Treść zadania → Przepisz rekordy od wiersza zawierającego "Reviewer note: check that every instance of the hill in" aż do końca rekordów, zastępując "keypoint" słowem "marker". Resztę pozostaw bez zmian.

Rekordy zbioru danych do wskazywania
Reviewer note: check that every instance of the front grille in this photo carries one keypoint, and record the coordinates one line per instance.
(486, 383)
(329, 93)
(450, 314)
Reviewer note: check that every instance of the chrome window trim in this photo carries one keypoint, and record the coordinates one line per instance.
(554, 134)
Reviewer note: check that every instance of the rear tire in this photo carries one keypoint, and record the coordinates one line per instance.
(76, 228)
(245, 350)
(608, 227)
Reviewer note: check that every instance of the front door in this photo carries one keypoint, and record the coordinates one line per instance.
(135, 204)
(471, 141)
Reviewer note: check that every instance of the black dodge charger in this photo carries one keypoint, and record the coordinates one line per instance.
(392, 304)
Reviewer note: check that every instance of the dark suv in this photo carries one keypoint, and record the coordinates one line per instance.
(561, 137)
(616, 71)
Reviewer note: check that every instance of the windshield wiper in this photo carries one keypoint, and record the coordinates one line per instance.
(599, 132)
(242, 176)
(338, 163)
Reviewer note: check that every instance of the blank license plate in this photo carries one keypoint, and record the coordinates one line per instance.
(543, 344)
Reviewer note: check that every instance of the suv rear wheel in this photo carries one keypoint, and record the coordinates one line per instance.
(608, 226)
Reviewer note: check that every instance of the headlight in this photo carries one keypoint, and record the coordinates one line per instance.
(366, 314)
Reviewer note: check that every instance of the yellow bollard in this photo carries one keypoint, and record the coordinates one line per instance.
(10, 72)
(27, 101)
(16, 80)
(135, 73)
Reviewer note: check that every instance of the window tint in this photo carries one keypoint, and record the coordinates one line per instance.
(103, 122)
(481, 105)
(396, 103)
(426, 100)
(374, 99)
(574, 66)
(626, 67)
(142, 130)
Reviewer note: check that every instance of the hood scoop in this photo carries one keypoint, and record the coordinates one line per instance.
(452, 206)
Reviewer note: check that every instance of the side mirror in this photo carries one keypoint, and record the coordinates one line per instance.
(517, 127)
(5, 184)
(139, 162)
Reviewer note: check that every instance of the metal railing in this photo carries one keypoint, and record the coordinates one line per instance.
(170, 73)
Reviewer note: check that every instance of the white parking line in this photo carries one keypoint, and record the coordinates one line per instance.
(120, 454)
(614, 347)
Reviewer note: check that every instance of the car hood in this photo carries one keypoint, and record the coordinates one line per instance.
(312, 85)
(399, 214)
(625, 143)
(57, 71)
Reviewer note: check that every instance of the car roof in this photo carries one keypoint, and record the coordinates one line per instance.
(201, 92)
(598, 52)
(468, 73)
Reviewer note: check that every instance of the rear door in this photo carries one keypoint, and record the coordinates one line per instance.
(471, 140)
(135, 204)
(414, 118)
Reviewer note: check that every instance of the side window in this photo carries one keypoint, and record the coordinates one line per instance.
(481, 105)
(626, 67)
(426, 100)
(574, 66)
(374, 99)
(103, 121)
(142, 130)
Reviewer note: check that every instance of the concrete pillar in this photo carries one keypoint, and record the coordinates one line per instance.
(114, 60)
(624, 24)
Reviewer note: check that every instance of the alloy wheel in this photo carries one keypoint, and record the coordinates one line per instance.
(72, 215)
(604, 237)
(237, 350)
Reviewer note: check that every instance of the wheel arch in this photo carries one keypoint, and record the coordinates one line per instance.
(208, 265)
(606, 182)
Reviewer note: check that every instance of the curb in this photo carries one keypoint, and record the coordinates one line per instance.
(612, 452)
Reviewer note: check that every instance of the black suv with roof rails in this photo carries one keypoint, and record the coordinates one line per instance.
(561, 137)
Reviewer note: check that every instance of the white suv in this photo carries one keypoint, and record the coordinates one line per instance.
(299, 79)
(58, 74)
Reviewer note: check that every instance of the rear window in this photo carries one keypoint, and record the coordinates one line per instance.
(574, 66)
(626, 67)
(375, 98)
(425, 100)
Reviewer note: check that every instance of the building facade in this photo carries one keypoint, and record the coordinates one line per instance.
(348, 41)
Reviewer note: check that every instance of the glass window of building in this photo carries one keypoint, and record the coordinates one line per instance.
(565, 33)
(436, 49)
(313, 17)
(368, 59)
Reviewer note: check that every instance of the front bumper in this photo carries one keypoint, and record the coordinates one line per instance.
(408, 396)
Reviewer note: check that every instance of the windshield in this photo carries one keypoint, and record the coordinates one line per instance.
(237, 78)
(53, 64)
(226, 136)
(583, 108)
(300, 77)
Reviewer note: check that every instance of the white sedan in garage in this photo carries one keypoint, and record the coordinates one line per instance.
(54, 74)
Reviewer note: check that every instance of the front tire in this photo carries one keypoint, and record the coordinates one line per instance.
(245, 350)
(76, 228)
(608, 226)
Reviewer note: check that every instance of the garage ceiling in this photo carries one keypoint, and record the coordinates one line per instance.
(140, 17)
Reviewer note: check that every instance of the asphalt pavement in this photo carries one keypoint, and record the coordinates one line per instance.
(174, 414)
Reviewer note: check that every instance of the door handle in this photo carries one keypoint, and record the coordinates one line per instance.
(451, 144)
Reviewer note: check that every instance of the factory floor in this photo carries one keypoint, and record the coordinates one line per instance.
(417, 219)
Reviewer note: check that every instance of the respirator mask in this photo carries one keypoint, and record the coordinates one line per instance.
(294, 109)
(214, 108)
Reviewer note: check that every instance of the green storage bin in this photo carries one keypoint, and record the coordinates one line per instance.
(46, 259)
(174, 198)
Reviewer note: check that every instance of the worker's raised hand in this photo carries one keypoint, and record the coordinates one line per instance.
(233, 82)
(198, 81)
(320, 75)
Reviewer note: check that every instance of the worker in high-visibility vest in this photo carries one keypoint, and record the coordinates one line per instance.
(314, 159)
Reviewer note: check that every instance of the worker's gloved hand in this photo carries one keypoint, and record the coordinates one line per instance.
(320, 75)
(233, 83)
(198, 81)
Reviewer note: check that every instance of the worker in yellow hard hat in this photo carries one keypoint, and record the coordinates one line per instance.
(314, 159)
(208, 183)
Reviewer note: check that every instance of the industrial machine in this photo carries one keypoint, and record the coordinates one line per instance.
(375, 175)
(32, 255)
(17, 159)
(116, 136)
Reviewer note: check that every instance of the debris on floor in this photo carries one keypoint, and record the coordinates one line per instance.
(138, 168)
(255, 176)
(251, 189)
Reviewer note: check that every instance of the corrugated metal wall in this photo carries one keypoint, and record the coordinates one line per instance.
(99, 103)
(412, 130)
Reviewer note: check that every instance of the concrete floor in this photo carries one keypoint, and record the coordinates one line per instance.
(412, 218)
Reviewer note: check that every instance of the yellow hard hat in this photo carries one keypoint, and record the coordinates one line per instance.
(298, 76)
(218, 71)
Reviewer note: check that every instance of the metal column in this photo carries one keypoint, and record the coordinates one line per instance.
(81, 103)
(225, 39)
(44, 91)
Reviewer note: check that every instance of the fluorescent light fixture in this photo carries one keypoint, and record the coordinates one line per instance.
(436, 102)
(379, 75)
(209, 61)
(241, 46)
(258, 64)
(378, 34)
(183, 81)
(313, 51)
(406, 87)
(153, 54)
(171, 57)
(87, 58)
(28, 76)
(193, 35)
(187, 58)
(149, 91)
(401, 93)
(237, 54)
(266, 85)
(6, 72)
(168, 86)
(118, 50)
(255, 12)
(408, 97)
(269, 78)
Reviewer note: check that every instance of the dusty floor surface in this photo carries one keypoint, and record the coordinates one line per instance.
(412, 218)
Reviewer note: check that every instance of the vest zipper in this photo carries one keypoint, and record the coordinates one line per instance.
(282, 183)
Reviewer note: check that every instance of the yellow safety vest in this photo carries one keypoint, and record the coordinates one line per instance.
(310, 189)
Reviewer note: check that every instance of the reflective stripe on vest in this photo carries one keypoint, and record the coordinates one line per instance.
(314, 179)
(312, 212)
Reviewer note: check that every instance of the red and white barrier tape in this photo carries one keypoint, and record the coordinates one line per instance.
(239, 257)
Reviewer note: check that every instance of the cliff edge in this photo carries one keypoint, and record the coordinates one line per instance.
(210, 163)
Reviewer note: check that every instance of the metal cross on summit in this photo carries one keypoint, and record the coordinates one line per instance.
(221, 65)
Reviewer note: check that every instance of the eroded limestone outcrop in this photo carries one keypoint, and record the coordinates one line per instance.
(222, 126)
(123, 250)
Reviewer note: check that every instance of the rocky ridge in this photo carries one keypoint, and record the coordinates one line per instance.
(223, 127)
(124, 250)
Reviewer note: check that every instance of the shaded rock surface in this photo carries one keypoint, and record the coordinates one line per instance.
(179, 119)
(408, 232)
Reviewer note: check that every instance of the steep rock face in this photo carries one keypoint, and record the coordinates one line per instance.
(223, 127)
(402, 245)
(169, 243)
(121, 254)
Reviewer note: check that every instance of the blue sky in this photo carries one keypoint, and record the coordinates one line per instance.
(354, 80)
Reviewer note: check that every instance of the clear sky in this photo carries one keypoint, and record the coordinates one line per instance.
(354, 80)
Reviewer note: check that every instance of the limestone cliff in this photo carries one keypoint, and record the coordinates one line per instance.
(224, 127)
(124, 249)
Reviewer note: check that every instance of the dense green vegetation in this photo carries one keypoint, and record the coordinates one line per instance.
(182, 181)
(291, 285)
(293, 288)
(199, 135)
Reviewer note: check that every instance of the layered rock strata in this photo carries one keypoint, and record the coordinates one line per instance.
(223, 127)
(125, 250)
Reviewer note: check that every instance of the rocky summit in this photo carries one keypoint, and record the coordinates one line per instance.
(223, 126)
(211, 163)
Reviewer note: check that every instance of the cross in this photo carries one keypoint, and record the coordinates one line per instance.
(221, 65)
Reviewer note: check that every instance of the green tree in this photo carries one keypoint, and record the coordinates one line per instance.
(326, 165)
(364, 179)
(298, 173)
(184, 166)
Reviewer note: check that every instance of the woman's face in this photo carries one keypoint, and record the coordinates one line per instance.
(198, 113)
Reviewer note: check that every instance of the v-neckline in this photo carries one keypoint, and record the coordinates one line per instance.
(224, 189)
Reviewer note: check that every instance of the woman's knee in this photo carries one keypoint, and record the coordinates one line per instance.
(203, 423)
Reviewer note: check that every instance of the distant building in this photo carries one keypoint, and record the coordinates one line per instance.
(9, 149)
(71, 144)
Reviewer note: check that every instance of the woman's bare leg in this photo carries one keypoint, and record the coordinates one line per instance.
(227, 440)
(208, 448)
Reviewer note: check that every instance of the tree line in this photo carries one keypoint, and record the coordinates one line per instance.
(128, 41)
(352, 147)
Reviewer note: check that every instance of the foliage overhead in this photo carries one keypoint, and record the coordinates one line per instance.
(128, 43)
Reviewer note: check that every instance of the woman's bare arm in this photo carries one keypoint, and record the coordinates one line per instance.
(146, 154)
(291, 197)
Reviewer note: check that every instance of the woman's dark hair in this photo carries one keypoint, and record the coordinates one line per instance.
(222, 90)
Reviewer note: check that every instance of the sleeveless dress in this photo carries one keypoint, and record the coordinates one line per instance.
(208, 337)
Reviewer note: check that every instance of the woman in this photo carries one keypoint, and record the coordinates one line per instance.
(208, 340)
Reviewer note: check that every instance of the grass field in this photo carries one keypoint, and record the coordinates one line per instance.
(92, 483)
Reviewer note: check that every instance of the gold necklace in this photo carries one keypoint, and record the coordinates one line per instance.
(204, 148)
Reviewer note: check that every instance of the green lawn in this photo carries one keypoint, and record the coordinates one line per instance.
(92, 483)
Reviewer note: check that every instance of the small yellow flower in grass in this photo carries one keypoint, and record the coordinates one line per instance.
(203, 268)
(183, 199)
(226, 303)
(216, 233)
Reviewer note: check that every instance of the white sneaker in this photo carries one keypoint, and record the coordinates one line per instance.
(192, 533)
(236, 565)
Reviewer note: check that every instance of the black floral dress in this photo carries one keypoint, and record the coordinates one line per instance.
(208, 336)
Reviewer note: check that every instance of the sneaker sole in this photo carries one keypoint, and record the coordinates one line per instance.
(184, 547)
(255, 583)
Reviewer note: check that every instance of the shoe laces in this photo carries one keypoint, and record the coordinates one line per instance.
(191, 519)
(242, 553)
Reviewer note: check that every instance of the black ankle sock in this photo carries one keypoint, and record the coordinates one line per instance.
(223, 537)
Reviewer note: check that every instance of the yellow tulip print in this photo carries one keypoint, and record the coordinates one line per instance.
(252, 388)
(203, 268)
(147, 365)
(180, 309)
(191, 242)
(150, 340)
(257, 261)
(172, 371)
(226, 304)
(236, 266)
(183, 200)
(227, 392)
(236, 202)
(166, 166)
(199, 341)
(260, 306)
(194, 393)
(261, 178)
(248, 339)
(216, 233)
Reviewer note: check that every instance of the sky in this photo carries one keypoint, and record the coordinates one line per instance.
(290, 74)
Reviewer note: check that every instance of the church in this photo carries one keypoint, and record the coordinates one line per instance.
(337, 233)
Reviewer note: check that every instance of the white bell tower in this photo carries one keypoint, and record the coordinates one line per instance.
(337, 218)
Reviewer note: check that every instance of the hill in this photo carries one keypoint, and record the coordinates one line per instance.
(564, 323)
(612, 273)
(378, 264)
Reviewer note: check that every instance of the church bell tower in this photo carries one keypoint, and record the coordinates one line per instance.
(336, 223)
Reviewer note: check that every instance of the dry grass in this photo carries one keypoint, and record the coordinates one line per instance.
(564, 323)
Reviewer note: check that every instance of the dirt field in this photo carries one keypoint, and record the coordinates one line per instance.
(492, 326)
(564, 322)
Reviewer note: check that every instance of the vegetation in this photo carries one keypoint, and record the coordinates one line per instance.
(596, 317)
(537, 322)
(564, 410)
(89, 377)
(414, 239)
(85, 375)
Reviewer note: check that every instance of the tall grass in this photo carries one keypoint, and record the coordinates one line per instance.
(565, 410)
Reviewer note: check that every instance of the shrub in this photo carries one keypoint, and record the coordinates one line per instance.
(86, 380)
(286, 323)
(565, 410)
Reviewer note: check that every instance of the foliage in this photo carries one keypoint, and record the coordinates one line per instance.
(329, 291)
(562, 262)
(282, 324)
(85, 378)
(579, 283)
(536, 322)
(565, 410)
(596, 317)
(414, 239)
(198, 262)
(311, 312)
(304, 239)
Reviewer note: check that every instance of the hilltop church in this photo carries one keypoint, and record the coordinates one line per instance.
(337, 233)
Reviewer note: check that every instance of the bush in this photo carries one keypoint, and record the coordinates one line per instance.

Rozwiązane zadanie →
Reviewer note: check that every instance of the hill in this photo carries one marker, and record the coordinates one line per instance.
(564, 323)
(612, 273)
(378, 264)
Reviewer note: check that every instance of the church bell tower in this photo carries one marker, and record the coordinates one line per instance.
(336, 223)
Reviewer note: check that every instance of the dry grass in this photo carries one marker, and record the coordinates one line per instance.
(564, 323)
Reviewer note: check that every instance of the dirt field in this photo carries one marker, and record the coordinates one line per instance.
(492, 326)
(564, 322)
Reviewer note: check that every instance of the vegetation in this photo carries one marker, and record the coordinates one line per instance.
(596, 317)
(537, 322)
(564, 410)
(89, 377)
(414, 239)
(85, 375)
Reviewer note: check that every instance of the tall grass in this photo carries one marker, and record the coordinates one line per instance.
(565, 410)
Reviewer note: check that every instance of the shrub in this photo carries one marker, and record the coordinates one line per instance.
(86, 380)
(286, 323)
(565, 410)
Reviewer note: check that every instance of the foliage in this photo carries one marker, and record the coordinates one line per instance.
(329, 291)
(562, 262)
(282, 324)
(85, 378)
(579, 283)
(536, 322)
(565, 410)
(596, 317)
(414, 239)
(198, 262)
(311, 312)
(304, 239)
Reviewer note: check that every instance of the hilltop church in this photo carries one marker, and record the coordinates one line per instance.
(337, 233)
Reviewer note: check that every instance of the bush in this photo carries one marker, and record the coordinates one line per instance.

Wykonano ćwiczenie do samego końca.